> [INSTRUCTIONS TO FOLLOW]:
Copy out every row below word for word, and leave the pictures out of your copy.

╔══

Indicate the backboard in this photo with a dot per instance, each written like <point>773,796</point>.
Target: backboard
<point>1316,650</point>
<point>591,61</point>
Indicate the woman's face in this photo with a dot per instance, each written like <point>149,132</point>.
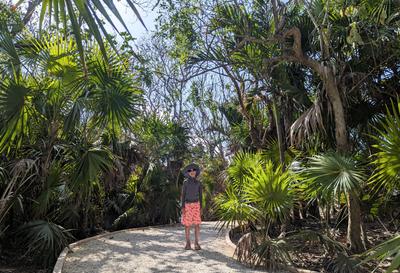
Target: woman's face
<point>192,173</point>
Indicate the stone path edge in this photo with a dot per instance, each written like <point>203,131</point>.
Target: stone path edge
<point>63,255</point>
<point>290,269</point>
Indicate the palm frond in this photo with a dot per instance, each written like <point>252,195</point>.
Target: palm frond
<point>331,175</point>
<point>45,239</point>
<point>76,11</point>
<point>269,189</point>
<point>388,250</point>
<point>387,158</point>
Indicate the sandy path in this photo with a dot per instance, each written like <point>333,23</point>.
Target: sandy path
<point>154,250</point>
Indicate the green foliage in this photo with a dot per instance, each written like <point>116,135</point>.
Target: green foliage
<point>269,190</point>
<point>330,175</point>
<point>389,249</point>
<point>10,18</point>
<point>256,191</point>
<point>44,239</point>
<point>387,158</point>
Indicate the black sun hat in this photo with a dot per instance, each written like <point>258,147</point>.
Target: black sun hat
<point>190,167</point>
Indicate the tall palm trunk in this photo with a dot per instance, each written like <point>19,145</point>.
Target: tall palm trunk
<point>354,229</point>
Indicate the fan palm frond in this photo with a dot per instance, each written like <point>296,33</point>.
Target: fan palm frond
<point>387,158</point>
<point>44,239</point>
<point>389,249</point>
<point>331,175</point>
<point>269,189</point>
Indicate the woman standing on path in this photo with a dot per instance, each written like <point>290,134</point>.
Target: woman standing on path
<point>191,203</point>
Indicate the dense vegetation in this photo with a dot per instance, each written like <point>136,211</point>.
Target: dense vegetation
<point>291,108</point>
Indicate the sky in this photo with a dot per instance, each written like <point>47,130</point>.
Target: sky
<point>134,25</point>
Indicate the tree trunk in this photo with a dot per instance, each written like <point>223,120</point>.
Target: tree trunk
<point>354,224</point>
<point>338,109</point>
<point>354,238</point>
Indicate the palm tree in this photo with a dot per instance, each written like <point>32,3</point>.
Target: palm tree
<point>332,175</point>
<point>75,14</point>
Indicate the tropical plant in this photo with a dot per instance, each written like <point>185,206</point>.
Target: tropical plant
<point>44,239</point>
<point>387,158</point>
<point>389,249</point>
<point>75,14</point>
<point>332,175</point>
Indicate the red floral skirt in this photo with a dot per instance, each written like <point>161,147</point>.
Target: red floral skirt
<point>191,214</point>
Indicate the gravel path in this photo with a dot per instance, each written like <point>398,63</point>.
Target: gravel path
<point>151,250</point>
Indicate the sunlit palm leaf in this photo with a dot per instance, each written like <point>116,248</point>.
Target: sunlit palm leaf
<point>270,190</point>
<point>44,239</point>
<point>73,11</point>
<point>15,110</point>
<point>243,165</point>
<point>91,162</point>
<point>389,249</point>
<point>387,159</point>
<point>330,175</point>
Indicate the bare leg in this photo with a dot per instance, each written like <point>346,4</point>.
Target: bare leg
<point>197,235</point>
<point>187,235</point>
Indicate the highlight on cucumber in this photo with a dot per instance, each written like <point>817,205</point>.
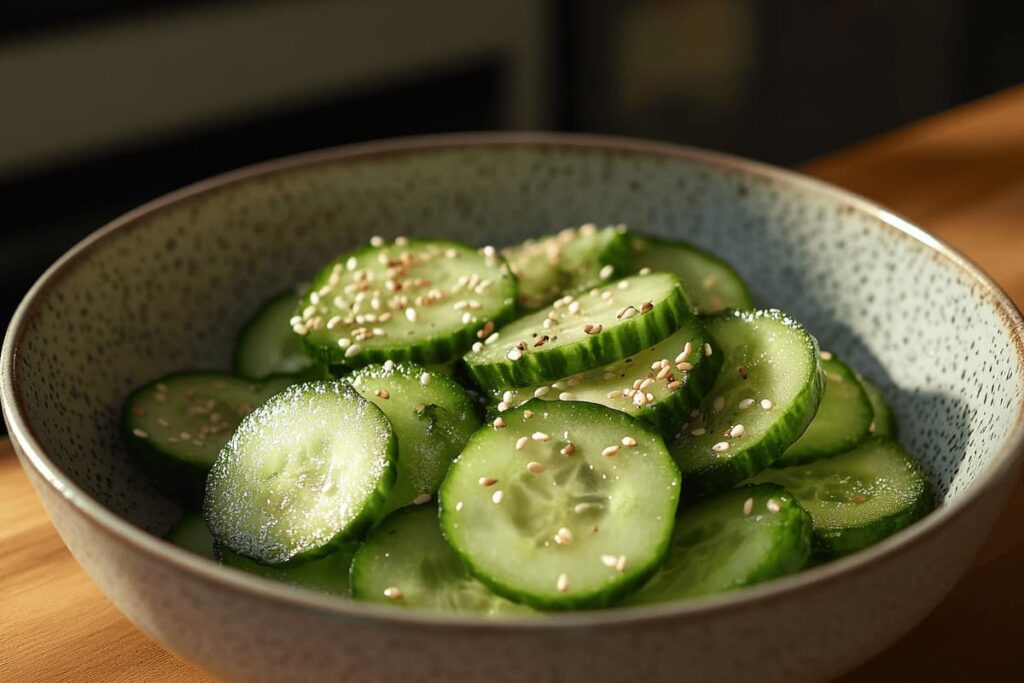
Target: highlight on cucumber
<point>591,419</point>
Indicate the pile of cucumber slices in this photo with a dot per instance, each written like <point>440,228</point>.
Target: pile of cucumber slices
<point>590,419</point>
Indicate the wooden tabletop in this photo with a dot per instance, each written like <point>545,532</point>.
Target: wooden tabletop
<point>960,174</point>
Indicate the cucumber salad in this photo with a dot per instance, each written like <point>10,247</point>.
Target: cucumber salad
<point>590,419</point>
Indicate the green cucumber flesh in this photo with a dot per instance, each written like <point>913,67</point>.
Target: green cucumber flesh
<point>714,286</point>
<point>432,417</point>
<point>578,333</point>
<point>576,257</point>
<point>406,561</point>
<point>883,419</point>
<point>267,345</point>
<point>569,505</point>
<point>843,420</point>
<point>734,539</point>
<point>302,473</point>
<point>623,385</point>
<point>419,300</point>
<point>766,394</point>
<point>176,426</point>
<point>859,497</point>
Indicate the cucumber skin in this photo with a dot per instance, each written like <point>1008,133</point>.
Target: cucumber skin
<point>605,598</point>
<point>731,471</point>
<point>425,351</point>
<point>623,340</point>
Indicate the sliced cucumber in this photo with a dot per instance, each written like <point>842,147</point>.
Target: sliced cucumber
<point>664,401</point>
<point>843,420</point>
<point>432,418</point>
<point>883,420</point>
<point>267,345</point>
<point>303,472</point>
<point>765,396</point>
<point>859,497</point>
<point>190,532</point>
<point>176,426</point>
<point>327,574</point>
<point>406,561</point>
<point>578,333</point>
<point>569,505</point>
<point>420,300</point>
<point>713,285</point>
<point>549,266</point>
<point>728,541</point>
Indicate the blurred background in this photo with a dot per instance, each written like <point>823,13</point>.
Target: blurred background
<point>107,103</point>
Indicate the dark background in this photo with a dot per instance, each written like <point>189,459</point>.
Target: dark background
<point>107,103</point>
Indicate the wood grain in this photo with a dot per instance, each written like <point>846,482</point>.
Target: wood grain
<point>961,174</point>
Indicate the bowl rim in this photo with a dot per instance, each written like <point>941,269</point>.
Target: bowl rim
<point>991,477</point>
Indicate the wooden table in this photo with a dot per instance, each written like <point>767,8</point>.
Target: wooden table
<point>961,174</point>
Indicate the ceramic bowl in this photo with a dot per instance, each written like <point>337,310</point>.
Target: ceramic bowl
<point>167,286</point>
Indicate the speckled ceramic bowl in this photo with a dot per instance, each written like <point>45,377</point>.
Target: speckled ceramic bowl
<point>167,286</point>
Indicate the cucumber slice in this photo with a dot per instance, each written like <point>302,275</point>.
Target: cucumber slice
<point>327,574</point>
<point>713,285</point>
<point>190,532</point>
<point>576,334</point>
<point>843,420</point>
<point>728,541</point>
<point>176,426</point>
<point>569,505</point>
<point>549,266</point>
<point>859,497</point>
<point>765,396</point>
<point>663,402</point>
<point>303,472</point>
<point>883,421</point>
<point>406,561</point>
<point>420,300</point>
<point>267,345</point>
<point>432,418</point>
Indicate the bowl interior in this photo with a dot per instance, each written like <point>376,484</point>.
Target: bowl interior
<point>169,289</point>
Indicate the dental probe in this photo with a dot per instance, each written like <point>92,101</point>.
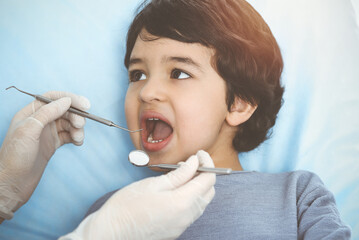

╚══

> [RESPONSE]:
Indicate the backboard in this photo with a dot per instance, each written like <point>773,796</point>.
Target: backboard
<point>1316,650</point>
<point>591,61</point>
Indicate the woman's face in this photo with a dot per instance, each written like <point>149,132</point>.
Target: woman's face
<point>192,173</point>
Indicate the stone path edge in this photo with a dot per instance, each written like <point>203,131</point>.
Target: stone path edge
<point>63,255</point>
<point>290,269</point>
Indicate the palm frond in this photo with a dot per instance, each written like <point>252,195</point>.
Target: palm frond
<point>331,175</point>
<point>45,239</point>
<point>76,11</point>
<point>269,189</point>
<point>388,250</point>
<point>387,158</point>
Indicate the sandy path in this photo with a dot per instance, each written like <point>333,23</point>.
Target: sandy path
<point>154,250</point>
Indicate the green foliage in this photo with a dot per instance, each written like <point>116,135</point>.
Target: green foliage
<point>269,190</point>
<point>330,175</point>
<point>389,249</point>
<point>10,18</point>
<point>256,191</point>
<point>44,239</point>
<point>387,158</point>
Indicate the black sun hat in this photo with a dot per instance, each written like <point>258,147</point>.
Target: black sun hat
<point>190,167</point>
Indicate the tall palm trunk in this photo with a dot per instance, each written like <point>19,145</point>.
Target: tall palm trunk
<point>354,229</point>
Indicate the fan palm frond in this photo with a dot per instance, each written like <point>296,33</point>.
Target: fan palm frond
<point>387,158</point>
<point>44,239</point>
<point>389,249</point>
<point>331,175</point>
<point>269,189</point>
Indicate the woman standing on path in this photo with a dot per instance, each written like <point>290,134</point>.
Target: woman standing on path
<point>191,203</point>
Indicate the dense vegetation in this photo with a dot per instance, each written like <point>136,211</point>.
Target: dense vegetation
<point>291,108</point>
Indicate the sky in this photo with a dot per instance, each written like <point>47,130</point>.
Target: sky
<point>134,25</point>
Indicate the tree trunk in this photo with a dot per instance, each written like <point>223,120</point>.
Target: tree trunk
<point>354,224</point>
<point>338,109</point>
<point>354,238</point>
Indicate the palm tree in this photo with a dot per instance, each written like <point>32,3</point>.
Target: palm tree
<point>332,175</point>
<point>75,14</point>
Indicate the tropical plant in this photo with a dot per instance, each written like <point>185,206</point>.
Target: tropical plant
<point>44,239</point>
<point>387,158</point>
<point>389,249</point>
<point>75,14</point>
<point>332,175</point>
Indicate the red floral skirt in this photo with a dot per instance, each written like <point>161,147</point>.
Target: red floral skirt
<point>191,214</point>
Indicate the gravel path in this photo with a dot per instance, each written like <point>398,63</point>.
Target: gravel path
<point>151,250</point>
Indicate the sunlit palm leaf in this photo with a dot per instance, each written like <point>116,248</point>.
Target: sunlit palm leaf
<point>270,190</point>
<point>44,239</point>
<point>73,11</point>
<point>15,110</point>
<point>243,165</point>
<point>91,162</point>
<point>389,249</point>
<point>387,159</point>
<point>330,175</point>
Indicate the bare leg in this photo with a dot per instance, each written like <point>346,4</point>.
Target: bare leg
<point>197,235</point>
<point>187,235</point>
Indicate the highlight on cucumber in this photo with a dot per instance, each written like <point>817,205</point>.
Target: highlight on cucumber
<point>591,419</point>
Indicate the pile of cucumber slices in this photo with a dot per instance, each written like <point>440,228</point>.
Target: pile of cucumber slices
<point>590,419</point>
Indicate the wooden tabletop in this photo with a dot per instance, each written like <point>545,532</point>.
Target: wooden tabletop
<point>960,174</point>
Indicate the cucumber salad in this photo with a dot per instance, each written like <point>10,247</point>.
Target: cucumber salad
<point>590,419</point>
Indicate the green cucumber flesh in this photo with a dot per instance, each written like <point>913,67</point>.
Target: green cucumber flesh
<point>714,286</point>
<point>432,417</point>
<point>578,333</point>
<point>576,257</point>
<point>406,561</point>
<point>883,419</point>
<point>267,345</point>
<point>569,505</point>
<point>843,420</point>
<point>734,539</point>
<point>302,473</point>
<point>623,385</point>
<point>419,300</point>
<point>766,394</point>
<point>176,426</point>
<point>859,497</point>
Indicate the cucumber skin in this photo with a dot per instance, each written like <point>1008,133</point>.
Target: cucumber skin
<point>605,598</point>
<point>731,471</point>
<point>425,351</point>
<point>623,340</point>
Indicate the sliced cucumber in this photo with a dot per instance, each written like <point>842,147</point>.
Target: sliced cucumber
<point>664,401</point>
<point>843,420</point>
<point>432,418</point>
<point>883,420</point>
<point>267,345</point>
<point>303,472</point>
<point>765,396</point>
<point>859,497</point>
<point>190,532</point>
<point>176,426</point>
<point>327,574</point>
<point>406,561</point>
<point>578,333</point>
<point>569,505</point>
<point>420,300</point>
<point>713,285</point>
<point>549,266</point>
<point>728,541</point>
Indicate the blurred background in this photo with a dot per instance, each written like <point>823,13</point>.
Target: blurred background
<point>107,103</point>
Indicate the dark background in this photo with a dot per instance, each written like <point>189,459</point>.
Target: dark background
<point>107,103</point>
Indicate the wood grain in this photo with a dot per instance, each written like <point>846,482</point>.
Target: wood grain
<point>961,174</point>
Indicate the bowl rim in this photo with a dot per instance, each written like <point>941,269</point>.
Target: bowl rim
<point>991,477</point>
Indicate the wooden table in this photo with a dot per instance, each written like <point>767,8</point>.
Target: wooden table
<point>961,174</point>
Indicate the ceramic bowl in this photo with a dot per instance, each written like <point>337,310</point>.
Target: ceramic bowl
<point>167,286</point>
Indicate the speckled ceramic bowl in this photo with a dot per instance, each written like <point>45,377</point>.
Target: speckled ceramic bowl
<point>167,286</point>
Indicate the cucumber slice in this photo with a dot per instance, each written like <point>302,275</point>.
Target: cucumber slice
<point>327,574</point>
<point>713,285</point>
<point>190,532</point>
<point>576,334</point>
<point>843,420</point>
<point>728,541</point>
<point>176,426</point>
<point>569,505</point>
<point>549,266</point>
<point>859,497</point>
<point>765,396</point>
<point>663,402</point>
<point>303,472</point>
<point>883,421</point>
<point>406,561</point>
<point>420,300</point>
<point>267,345</point>
<point>432,418</point>
Indicate the bowl interior in this photo with a dot per instance, each written like <point>376,484</point>.
Target: bowl interior
<point>169,289</point>
Indicate the dental probe in this photo with a dot per instance, each written like <point>92,101</point>.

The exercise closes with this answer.